▶ _What the task asks_: Continue the NixOS cluster configuration text from where it stops, before the entries below.

▶ _Document text_:
-- Opening Marker --
Files
alo-cluster/CLAUDE.md

4.3 KiB

Claude Code Quick Reference

NixOS cluster configuration using flakes. Homelab infrastructure with Nomad/Consul orchestration.

Project Structure

├── common/
│   ├── global/          # Applied to all hosts (backup, sops, users, etc.)
│   ├── compute-node.nix # Nomad client + Consul agent + NFS client
│   ├── cluster-node.nix # Nomad server + Consul server (for quorum members)
│   ├── nfs-services-server.nix   # NFS server + btrfs replication (zippy)
│   └── nfs-services-standby.nix  # NFS standby + receive replication (c1, c2)
├── hosts/
│   ├── c1/, c2/, c3/    # Cattle nodes (compute, quorum members)
│   ├── zippy/           # Primary storage + NFS server + stateful workloads
│   ├── fractal/         # (Proxmox, will become NixOS storage node)
-- Closing Marker --
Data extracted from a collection
-- Opening Marker --
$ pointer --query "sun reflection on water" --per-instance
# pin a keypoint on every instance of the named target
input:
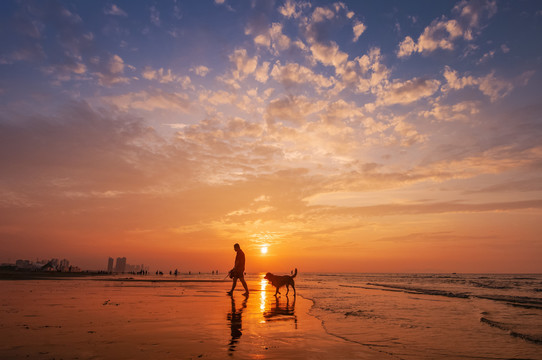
(263, 284)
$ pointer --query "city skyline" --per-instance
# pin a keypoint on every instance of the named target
(339, 136)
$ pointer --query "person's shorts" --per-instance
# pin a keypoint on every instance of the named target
(236, 273)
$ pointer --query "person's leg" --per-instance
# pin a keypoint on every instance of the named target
(234, 282)
(244, 284)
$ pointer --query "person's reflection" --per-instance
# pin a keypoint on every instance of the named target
(281, 312)
(235, 321)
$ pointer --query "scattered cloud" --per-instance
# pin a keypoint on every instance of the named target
(200, 70)
(442, 33)
(408, 91)
(114, 10)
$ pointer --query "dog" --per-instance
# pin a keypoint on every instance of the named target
(279, 281)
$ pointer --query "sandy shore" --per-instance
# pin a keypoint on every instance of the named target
(86, 319)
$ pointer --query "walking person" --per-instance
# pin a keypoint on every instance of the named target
(238, 271)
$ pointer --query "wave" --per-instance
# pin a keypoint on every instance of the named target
(505, 327)
(522, 301)
(422, 291)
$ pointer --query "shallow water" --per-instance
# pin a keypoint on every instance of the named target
(424, 316)
(354, 316)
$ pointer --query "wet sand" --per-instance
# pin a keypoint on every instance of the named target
(98, 319)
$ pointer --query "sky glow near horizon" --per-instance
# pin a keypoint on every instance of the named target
(342, 136)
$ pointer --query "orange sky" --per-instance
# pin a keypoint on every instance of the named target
(342, 136)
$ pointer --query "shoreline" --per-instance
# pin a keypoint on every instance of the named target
(163, 319)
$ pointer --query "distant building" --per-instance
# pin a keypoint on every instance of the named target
(120, 267)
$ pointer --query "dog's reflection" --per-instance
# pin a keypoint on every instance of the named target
(235, 321)
(281, 311)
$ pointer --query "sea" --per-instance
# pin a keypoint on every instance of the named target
(431, 316)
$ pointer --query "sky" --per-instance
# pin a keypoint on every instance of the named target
(355, 136)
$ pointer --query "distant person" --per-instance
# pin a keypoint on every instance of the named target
(238, 271)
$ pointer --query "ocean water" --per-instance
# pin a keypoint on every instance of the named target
(431, 316)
-- Closing Marker --
▶ _Result of the task_:
│   ├── sunny/           # (Standalone ethereum node, not in cluster)
│   └── chilly/          # (Home Assistant VM, not in cluster)
├── docs/
│   ├── CLUSTER_REVAMP.md    # Master plan for architecture changes
│   ├── MIGRATION_TODO.md    # Tracking checklist for migration
│   └── NFS_FAILOVER.md      # NFS failover procedures
└── services/            # Nomad job specs (.hcl files)

Current Architecture (transitioning)

OLD: GlusterFS on c1/c2/c3 at /data/compute (being phased out) NEW: NFS from zippy at /data/services (current target)

Storage Mounts

  • /data/services - NFS from data-services.service.consul (zippy primary, c1 standby)
  • /data/media - CIFS from fractal (existing, unchanged)
  • /data/shared - CIFS from fractal (existing, unchanged)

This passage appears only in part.